• _Task to carry out_
In the text below on outreach to rough sleepers in Edmonton, reproduce word for word the passage that begins at the words "In 2016, Executive" and stops after the words "a rough sleeper?".

[[ Text section, beginning ]]

From visit to visit, outreach workers want to build a relationship with people living rough. Through building a relationship you get to know the people and what they require.
A Place to Call Home: Edmonton’s Updated Plan to Prevent and End Homelessness lays out a variety of goals and action plans with the aim of ending and preventing homelessness in the City of Edmonton.
The first goal of the Plan is, End Chronic and Episodic Homelessness. The actions to achieve this goal are listed below:
1. Enhance the focus of crisis response services and facilities on permanent housing outcomes
2. Continue to evolve Housing First Programs for Maximum Impact
3. Develop permanent supportive housing and affordable housing across all neighbourhoods
The targets set to achieve the goal of ending chronic and episodic homelessness involve having all rough sleepers engaged through Coordinated Access and assertive outreach by 2018. The Plan also makes the following target: by 2020, no one staying in a shelter or sleeping rough will experience chronic homelessness (Homeward Trust, 2017). The purpose of this article is to determine how these two targets focusing on rough sleepers can become a reality by speaking with those who engage with this population on a daily basis.
2016 Homeless Count
According to the 2016 Homeless Count coordinated by Homeward Trust, out of the 1,753 individuals counted as experiencing homelessness, a total of 187 were classified as unsheltered. Out of these, 97 people were recorded as living in a makeshift shelter, 12 people in a vehicle, and 11 in another unsheltered location unfit for human habitation (Homeward Trust Edmonton, 2016).
Boyle Street Community Services
Boyle Street Community Services’ outreach workers actively seek out vulnerable Edmontonians who may not have access to the programs. Outreach workers strive to find people in need, being those living in parks or on the street to help connect them to needed resources and supports. The organization provides basic needs such as food, housing, clothing, and medical support.
The outreach services include downtown outreach that links those living rough with programs. In addition, there is a city-wide outreach team that works with businesses, faith communities, and many others to help homeless individuals find affordable and adequate housing. In addition, the organization has a winter warming bus that runs from November to May. It is stocked with blankets and soup and actively seeks out the homeless in the City of Edmonton to provide crucial support during the winter months (Boyle Street Community Services, n.d.).
In 2016, Executive Director Julian Daly explained how his organization’s street outreach team worked with over 800 individuals sleeping outside in the river valley and city parks. Daly and colleagues have seen an increase of 43% of individuals camping in the river valley. Similarly, the number of people who use Boyle Street as their mailing address because they do not have a fixed address and are likely homeless has increased from 1,600 in 2015 to 2,220 in 2016 (Boyle Street Community Services, 2016).
How to reach rough sleepers in Edmonton.
An interview was conducted on August 23, 2017 with Doug Cooke, the Team Lead for Street Outreach at Boyle Street Community Services
Question 1: What is a rough sleeper?
“A rough sleeper is a homeless individual who sleeps outside, under tarps or tents, or those who make some form of shelter out of whatever materials they can find.”
Question 2: How does Boyle Street Community Services engage with rough sleepers?
“Street outreach workers make sure the people are in good shape, that they are not under medical distress and they are not experiencing any form of crisis at that moment. From visit to visit, outreach workers want to build a relationship with people living rough. Through building a relationship you get to know the people and what they require. After the first introduction, you may get a first name. When you start assisting someone, you can get them into medical appointments or getting them onto income support or introducing them into a housing program. The first goal is building a relationship and building trust.”

[[ Text section, end ]]
[[ Recorded data, beginning ]]

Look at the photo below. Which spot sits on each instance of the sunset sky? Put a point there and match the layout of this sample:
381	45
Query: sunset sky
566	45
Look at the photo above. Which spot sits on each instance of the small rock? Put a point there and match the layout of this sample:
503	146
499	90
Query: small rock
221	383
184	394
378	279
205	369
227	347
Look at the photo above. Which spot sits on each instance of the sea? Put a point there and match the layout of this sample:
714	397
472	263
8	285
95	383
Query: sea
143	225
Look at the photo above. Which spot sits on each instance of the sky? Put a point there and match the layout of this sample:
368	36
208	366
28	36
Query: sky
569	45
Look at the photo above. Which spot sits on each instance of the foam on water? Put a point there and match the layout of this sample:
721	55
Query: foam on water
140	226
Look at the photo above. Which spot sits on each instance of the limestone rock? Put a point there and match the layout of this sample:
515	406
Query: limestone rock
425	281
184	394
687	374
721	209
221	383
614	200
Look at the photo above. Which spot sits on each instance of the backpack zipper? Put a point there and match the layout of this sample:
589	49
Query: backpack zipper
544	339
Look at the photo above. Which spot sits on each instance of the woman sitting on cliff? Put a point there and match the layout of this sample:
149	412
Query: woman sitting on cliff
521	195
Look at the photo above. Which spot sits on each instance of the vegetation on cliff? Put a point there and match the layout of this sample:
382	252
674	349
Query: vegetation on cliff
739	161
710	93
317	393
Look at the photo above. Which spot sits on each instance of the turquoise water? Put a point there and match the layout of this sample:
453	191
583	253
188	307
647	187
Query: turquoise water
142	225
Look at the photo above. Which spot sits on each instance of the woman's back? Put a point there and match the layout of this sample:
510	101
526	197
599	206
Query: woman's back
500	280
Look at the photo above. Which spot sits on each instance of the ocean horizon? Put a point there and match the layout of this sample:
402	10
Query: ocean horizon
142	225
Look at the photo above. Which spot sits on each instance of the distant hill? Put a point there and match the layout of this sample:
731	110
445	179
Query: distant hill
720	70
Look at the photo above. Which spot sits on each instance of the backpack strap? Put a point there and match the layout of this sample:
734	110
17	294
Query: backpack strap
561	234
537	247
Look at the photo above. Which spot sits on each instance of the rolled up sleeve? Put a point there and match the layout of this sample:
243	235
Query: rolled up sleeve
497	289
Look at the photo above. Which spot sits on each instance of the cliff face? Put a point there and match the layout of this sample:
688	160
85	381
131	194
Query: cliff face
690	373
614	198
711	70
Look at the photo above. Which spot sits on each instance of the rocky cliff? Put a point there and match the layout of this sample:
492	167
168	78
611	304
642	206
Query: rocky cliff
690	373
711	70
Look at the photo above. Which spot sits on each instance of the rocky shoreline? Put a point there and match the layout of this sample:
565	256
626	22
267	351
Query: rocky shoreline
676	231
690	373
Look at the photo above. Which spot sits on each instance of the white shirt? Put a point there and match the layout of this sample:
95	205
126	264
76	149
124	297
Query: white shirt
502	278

[[ Recorded data, end ]]

• _Finished exercise_
In 2016, Executive Director Julian Daly explained how his organization’s street outreach team worked with over 800 individuals sleeping outside in the river valley and city parks. Daly and colleagues have seen an increase of 43% of individuals camping in the river valley. Similarly, the number of people who use Boyle Street as their mailing address because they do not have a fixed address and are likely homeless has increased from 1,600 in 2015 to 2,220 in 2016 (Boyle Street Community Services, 2016).
How to reach rough sleepers in Edmonton.
An interview was conducted on August 23, 2017 with Doug Cooke, the Team Lead for Street Outreach at Boyle Street Community Services
Question 1: What is a rough sleeper?